### YOUR GOAL
Using the comment thread, answer these:
(a) What were the beavers beginning to tear up?
(b) During which drought did the dogs finally reach the beaver burrows?
(c) How many times a day does the commenter's wife wash her hands?

### EXCERPTED TEXT

Earthy is healthy. Cats are too clean. They should all die. Then dogs will have more living room .

rhhardin said...

Your ideas of personal hygiene change when you get a dog.

Carl said...

Would that be like feeling free to fall asleep in a bikini at the beach while weighing 190 lbs, unafraid that someone might take a photo and post it on the Intertubes?

Sorun said...

"That's a good boy!"

Bart Hall (Kansas, USA) said...

A few years back we had a bunch of beavers beginning to tear up an essential flood control dyke. I shot them with small-enough calibre that they went into their burrows to die.

During the drought of 2011-'12 the sloughs dried up and the dogs finally had access to the beaver burrows, where there had been a number of dead beavers for something approaching two years.

They found the burrows and carcasses, dragging them out, rolling in them, and bringing them home as "presents".

It added an order of magnitude to my understanding of "smelly dog".

Amexpat said...

In my younger days, Dylan personally asked me, "If dogs run free then not why not we".

I had no good answer then. But I'm much older than that now. I now accept the burdens that come with human intelligence and would not trade it for a dog's life.

Anonymous said...

Why do dogs lick their d*cks?
Because they can.

Peter

deborah said...

My dear lady, is this the second post you've made of dogs licking themselves?

Chef Mojo said...

My cat is smugly observing all the cat h8ers here. She's cool with that. That's all part of the plan. She then proceeds to lick her ass in their general direction, chuckling at the thought of dog owners standing out in the rain or freezing their butts off because dogs can't figure out how to piss or poop in a box.

Virgil Hilts said...

My wife washes her hands 20 times a day but allows dogs to lick her face, knowing where they have been and what they like to lick and eat. I do not understand dog people.

Mountain Maven said...

The writer must not know any teenage boys.

Richard Fagin said...

Sigh....another bored, pampered denizen of civilization that knows not from where it came wishing for a life uninhibited by the necessities of such civilization. The writer obviously doesn't get the solitary, poor, nasty brutish and short part that comes with the loss of civilized inhibition.

Michael K said...

" I do not understand dog people. "

### EXTRACTED ENTRIES

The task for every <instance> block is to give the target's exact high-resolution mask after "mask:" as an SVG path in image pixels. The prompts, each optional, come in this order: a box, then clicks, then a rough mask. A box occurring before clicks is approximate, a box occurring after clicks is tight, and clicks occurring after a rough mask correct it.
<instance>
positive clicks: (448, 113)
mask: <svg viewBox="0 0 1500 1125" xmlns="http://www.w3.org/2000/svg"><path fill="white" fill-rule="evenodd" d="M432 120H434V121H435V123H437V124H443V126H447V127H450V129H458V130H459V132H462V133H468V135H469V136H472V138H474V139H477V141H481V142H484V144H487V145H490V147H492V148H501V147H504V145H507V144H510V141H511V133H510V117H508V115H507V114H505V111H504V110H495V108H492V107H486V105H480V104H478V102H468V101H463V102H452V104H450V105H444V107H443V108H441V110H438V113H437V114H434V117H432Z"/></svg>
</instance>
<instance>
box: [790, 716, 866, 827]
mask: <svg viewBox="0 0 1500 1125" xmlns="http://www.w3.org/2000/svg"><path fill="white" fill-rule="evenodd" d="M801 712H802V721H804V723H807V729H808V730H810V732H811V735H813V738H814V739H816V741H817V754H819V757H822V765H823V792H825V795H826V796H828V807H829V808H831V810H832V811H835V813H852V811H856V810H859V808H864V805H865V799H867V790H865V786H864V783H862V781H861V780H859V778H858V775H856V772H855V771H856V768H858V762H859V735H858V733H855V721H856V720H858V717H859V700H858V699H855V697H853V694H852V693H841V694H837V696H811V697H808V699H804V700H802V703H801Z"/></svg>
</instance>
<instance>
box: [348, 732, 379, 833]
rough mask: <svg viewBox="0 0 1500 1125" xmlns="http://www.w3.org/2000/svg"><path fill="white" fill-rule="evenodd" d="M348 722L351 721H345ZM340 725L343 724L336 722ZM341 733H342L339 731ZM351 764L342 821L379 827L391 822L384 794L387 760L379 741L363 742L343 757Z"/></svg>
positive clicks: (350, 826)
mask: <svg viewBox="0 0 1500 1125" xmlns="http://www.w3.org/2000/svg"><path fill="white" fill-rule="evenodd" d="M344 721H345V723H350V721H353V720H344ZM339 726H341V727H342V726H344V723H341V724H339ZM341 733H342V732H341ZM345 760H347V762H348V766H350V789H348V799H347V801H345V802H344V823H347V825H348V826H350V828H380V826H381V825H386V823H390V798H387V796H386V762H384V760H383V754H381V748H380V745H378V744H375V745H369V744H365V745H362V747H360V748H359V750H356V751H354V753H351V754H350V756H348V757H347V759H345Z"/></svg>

### ANSWER SPACE
(a) An essential flood control dyke.
(b) The drought of 2011-'12.
(c) 20 times a day.